[Your tasks]:
A. Using the notes on formal languages below, decide whether each statement agrees with them. Answer yes or no for each, and quote the words that decide it. (i) The set of all finite strings includes the empty string. (ii) The deciding relation R is, in general, a function. (iii) Two languages are equivalent when they have the same alphabet and words.
B. In the notes on formal languages below, what name is given to the rules that specify which strings belong to a language?
C. Write the next part of the notes on formal languages, starting after their last sentence.

[Extract]:
--------------------
Notes on Formal Language and Generic Proof System

 

tl;dr: Some insightful notes from the moonmath book. Introdcue definitions of formal language, R1CS and quadratic arithmetic program in zero-knowledge proof systems.


Notes on chapter 6 of moon-math book. This blog focuses on the formal language and its representation in modern zero-knowledge proofs.

Formal Language and Proof

Before diving into zero-knowledge proofs, it is essential to formally deconstruct the core meaning of the term “proof.” In traditional mathematical proofs, the process involves starting from a set of axioms and applying rigorous logical deductions to reach the desired conclusion. However, the setting of zero-knowledge proofs differs from the proof of mathematical theorems in cryptography which typically involves statements such as “claim A is true” or the knowledge of a secret string that belongs to a formal language.

Formal Language

Roughly speaking, a formal language (or just language for short) is a set of words. Words, in turn, are strings of letters taken from some alphabet, and formed according to some defining rules of the language.

Definition.(Formal Languages). Let \(\sum\) be any set and \(\sum^*\) the set of all strings of finite length \(\lbrace x_1, \ldots,x_n \rbrace\) with \(x_j \in \sum\) including the empty string \(\lbrace\rbrace \in \sum^*\).

  • Language: A language \(\mathcal{L}\), in its most general definition, is a subset of the set of all finite strings \(\sum^*\).
  • Alphabet: The set \(\sum\) is called the alphabet of the language \(\mathcal{L}\).
  • Letter: \(x \in \sum\) is called a letter.
  • Word: \(x \in \mathcal{L}\) is called a letter.
  • Grammar: If there are rules that specify which strings from \(\sum^*\) belong to the language and which don’t, those rules are called the grammar of the language.
  • Equivalent Language: \(\mathcal{L}_1 \iff \mathcal{L_2}\) means they have the same alphabet and words.

Decision Function

The definition of formal languages is very general, and does not cover many subclasses of languages known in the literature. However, in the context of SNARK development, languages are commonly defined as decision problems where a so-called deciding relation \(R \subset \Sigma^*\) decides whether a given string \(x \in \Sigma^*\) is a word in the language or not. If \(x \in R\) then \(x\) is a word in the associated language \(L_R\), and if \(x \notin R\) then it is not. The relation \(R\) therefore summarizes the grammar of language \(L_R\).

Unfortunately, in some literature on proof systems, \(x \in R\) is often written as \(R(x)\), which is misleading since, in general, \(R\) is not a function, but a relation in \(\Sigma^*\). For the sake of clarity, we therefore adopt a different point of view and work with what we might call a decision function instead:

\[R: \Sigma^* \rightarrow\{\text { true }, \text { false }\}\]

Decision functions decide if a string \(x \in \Sigma^*\) is an element of a language or not. In case a decision function is given, the associated language itself can be written as the set of all strings that are decided by \(R\):

\[L_R:=\left\{x \in \Sigma^* \mid R(x)=\text { true }\right\}\]

In the context of formal languages and decision problems, a statement \(S\) is the claim that language \(L\) contains a word \(x\), that is, a statement claims that there exists some \(x \in L\). A constructive proof for statement \(S\) is given by some string \(P \in \Sigma^*\) and such a proof is verified by checking if \(R(P)=\) true. In this case, \(P\) is called an instance of the statement \(S\).
--------------------
[Raw data]:
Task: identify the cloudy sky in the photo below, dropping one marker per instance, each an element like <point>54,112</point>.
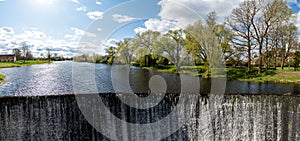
--------------------
[Solved problems]:
A.
(i) Yes: "including the empty string"
(ii) No: "is not a function, but a relation"
(iii) Yes: "they have the same alphabet and words"

B. They are called the grammar of the language.

C.
Example (Alternating Binary strings). To consider a very basic formal language with a decision function, define language \(L_{a l t}\) as the set of all finite binary strings where a 1 must follow a 0 and vice versa. Attempting to write the grammar of this language in a more formal way, we can define the following decision function:

\[R:\{0,1\}^* \rightarrow\{\text { true }, \text { false }\} ;<x_0, x_1, \ldots, x_n>\mapsto \begin{cases}\text { true } & x_{j-1} \neq x_j \text { for all } 1 \leq j \leq n \\ \text { false } & \text { else }\end{cases}\]

Instance and Witness

As we have seen in the previous paragraph, statements provide membership claims in formal languages, and instances serve as constructive proofs for those claims. However, in the context of zero-knowledge proof systems, our notion of constructive proofs is refined in such a way that it is possible to hide parts of the proof instance and still be able to prove the statement. In this context, it is therefore necessary to split a proof into an unhidden, public part called the instance and a hidden, private part called a witness. While statements in the sense of the previous section can be seen as membership claims, statements in the refined definition can be seen as knowledge-claims, where a prover claims knowledge of a witness for a given instance.

To account for this separation of a proof instance into an instance and a witness part, our previous definition of formal languages needs a refinement. Instead of a single alphabet, the refined definition considers two alphabets \(\Sigma_I\) and \(\Sigma_W\), and a decision function defined as follows:

\[R: \Sigma_I^* \times \Sigma_W^* \rightarrow\{\text { true, false }\} ;(i ; w) \mapsto R(i ; w)\]

Words are therefore strings \((i ; w) \in \Sigma_I^* \times \Sigma_W^*\) with \(R(i ; w)=\) true. The refined definition differentiates between inputs \(i \in \Sigma_I\) and inputs \(w \in \Sigma_W\). The input \(i\) is called an instance and the input \(w\) is called a witness of \(R\).

If a decision function is given, the associated language is defined as the set of all strings from the underlying alphabets that are verified by the decision function:

\[L_R:=\left\{(i ; w) \in \Sigma_I^* \times \Sigma_W^* \mid R(i ; w)=\text { true }\right\}\]

In this refined context, a statement \(S\) is a claim that, given an instance \(i \in \Sigma_I^*\), there is a witness \(w \in \Sigma_W^*\) such that language \(L\) contains a word \((i ; w)\). A constructive proof for statement \(S\) is given by some string \(P=(i ; w) \in \Sigma_I^* \times \Sigma_W^*\), and a proof is verified by \(R(P)=\) true. Given some instance, there are proof systems able to prove the statement (at least with high probability) without revealing anything about the witness. In this sense, the witness is often called the private input, and the instance is called the public input.

Example.(Knowledge of SHA256 Preimage)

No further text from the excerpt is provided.